Task requirements: Copy the stretch from "The only controversy" through "where they stand." in the Sixth Amendment post below.

Source document:
** Start **
6th Amendment Is Kryptonite To Radicals. Bonus: $450 challenge

BH) 1) personal secession, 2) immediate non-enforcement of all tax laws, 3) policing of pollution by dispersed cumulative polluters, 4) right of the accused to subpoena witnesses, 5) privatization of all streets and pipes, 6) legalized child prostitution, and 7) private WMD (BH
TK) Of the 7 items on your list, 0 of them figure prominently in any “purist” presidential campaign. They’re being discussed vis a vis presidential politics at the instigation of, and almost entirely by. the same “reformers” who claim that discussing them damages the party. (TK
Yes, Tom, it was in fact *precisely my point* that our 3 candidates (self-)promoted as "radical" -- Ruwart, Kubby, and Smith -- are deafeningly silent on these 6 very real pieces of platform language that here on Earth *radicals* -- not moderates -- are proposing that the LP include in Denver in its 2008 platform.  Thank you for suggesting that these three campaigns score a collective *0 for 18* on defending the most controversial parts of the platform they claim to want to "restore", but my case is in fact not quite that strong.  As I told you above, Kubby is arguably on record about two of the issues, one of which (pollution) he even brought up unprompted in his show with Alex Peak.  And as I suggested earlier, Ruwart is on record for 3 of the 6, but as far as I know you're right that she's not trying to defend that record at all.
The only controversy of these 7 that we reformers can take credit for creating is the Sixth Amendment right of the accused to subpoena witnesses.  I've been on a one-man crusade to confront zero-aggression absolutists with this issue ever since I was on the 2005 LPCA Platform Committee.  It's a cool issue -- a big glowing chunk of kryptonite that makes radicals trip over their capes trying to run away.  Radicals, and their 2004 platform, claim to support the entire Bill of Rights, but trying to get them on the record on this issue is like pulling teeth.  Susan Hogarth even banned my post that tried to ask about it on the LPradicals forum.  This is an area of libertarian theory for which these allegedly "principled/radical" candidates apparently just don't want people to know where they stand.
** End **
Record list:
** Start **
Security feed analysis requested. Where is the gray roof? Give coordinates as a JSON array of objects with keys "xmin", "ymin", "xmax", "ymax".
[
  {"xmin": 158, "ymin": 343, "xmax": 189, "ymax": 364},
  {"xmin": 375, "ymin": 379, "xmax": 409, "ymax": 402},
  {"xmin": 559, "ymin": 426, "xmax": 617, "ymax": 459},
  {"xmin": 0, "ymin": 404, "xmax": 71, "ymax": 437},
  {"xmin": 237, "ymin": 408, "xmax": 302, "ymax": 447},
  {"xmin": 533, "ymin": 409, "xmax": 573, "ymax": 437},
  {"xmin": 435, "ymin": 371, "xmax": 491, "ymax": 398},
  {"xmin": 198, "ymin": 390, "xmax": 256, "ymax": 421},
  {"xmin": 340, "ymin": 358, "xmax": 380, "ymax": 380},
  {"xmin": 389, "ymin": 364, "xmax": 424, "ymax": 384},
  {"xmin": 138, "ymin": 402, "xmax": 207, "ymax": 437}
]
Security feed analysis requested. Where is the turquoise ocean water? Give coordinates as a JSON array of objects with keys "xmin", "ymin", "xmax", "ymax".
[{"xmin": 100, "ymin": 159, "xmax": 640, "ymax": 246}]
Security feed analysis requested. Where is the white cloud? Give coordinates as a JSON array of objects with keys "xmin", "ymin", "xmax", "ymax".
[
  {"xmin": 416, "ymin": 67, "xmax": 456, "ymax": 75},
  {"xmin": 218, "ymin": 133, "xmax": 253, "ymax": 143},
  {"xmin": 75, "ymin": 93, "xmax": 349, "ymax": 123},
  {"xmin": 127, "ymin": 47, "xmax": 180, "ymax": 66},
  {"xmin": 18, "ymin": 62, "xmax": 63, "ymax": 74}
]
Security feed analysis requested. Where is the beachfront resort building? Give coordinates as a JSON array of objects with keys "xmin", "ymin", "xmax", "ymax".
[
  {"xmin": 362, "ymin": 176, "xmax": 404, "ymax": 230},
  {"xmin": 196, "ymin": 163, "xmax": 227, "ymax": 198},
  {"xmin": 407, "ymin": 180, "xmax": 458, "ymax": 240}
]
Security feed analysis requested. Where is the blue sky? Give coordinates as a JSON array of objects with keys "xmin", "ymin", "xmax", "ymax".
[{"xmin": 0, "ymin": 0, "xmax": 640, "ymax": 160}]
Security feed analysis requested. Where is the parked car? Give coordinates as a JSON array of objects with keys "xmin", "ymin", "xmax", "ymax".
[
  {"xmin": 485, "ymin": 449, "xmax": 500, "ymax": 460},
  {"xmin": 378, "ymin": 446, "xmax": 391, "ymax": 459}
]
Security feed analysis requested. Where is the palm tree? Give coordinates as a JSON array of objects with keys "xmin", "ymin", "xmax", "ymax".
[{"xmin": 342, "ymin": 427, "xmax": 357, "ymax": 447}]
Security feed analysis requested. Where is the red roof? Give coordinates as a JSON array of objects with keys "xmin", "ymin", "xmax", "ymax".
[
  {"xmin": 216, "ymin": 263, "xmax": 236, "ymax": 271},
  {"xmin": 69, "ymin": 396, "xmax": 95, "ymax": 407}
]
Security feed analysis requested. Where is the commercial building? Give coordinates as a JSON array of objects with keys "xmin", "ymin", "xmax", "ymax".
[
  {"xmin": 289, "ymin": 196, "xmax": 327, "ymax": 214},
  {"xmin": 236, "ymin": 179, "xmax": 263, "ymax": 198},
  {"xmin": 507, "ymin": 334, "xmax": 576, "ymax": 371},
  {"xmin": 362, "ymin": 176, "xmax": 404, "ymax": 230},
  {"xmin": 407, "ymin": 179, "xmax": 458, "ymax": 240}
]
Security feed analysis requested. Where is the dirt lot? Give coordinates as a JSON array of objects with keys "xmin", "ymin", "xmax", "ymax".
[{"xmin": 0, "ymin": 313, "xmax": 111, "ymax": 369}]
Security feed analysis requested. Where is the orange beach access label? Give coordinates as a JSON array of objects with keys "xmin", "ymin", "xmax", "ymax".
** End **
The reply:
The only controversy of these 7 that we reformers can take credit for creating is the Sixth Amendment right of the accused to subpoena witnesses.  I've been on a one-man crusade to confront zero-aggression absolutists with this issue ever since I was on the 2005 LPCA Platform Committee.  It's a cool issue -- a big glowing chunk of kryptonite that makes radicals trip over their capes trying to run away.  Radicals, and their 2004 platform, claim to support the entire Bill of Rights, but trying to get them on the record on this issue is like pulling teeth.  Susan Hogarth even banned my post that tried to ask about it on the LPradicals forum.  This is an area of libertarian theory for which these allegedly "principled/radical" candidates apparently just don't want people to know where they stand.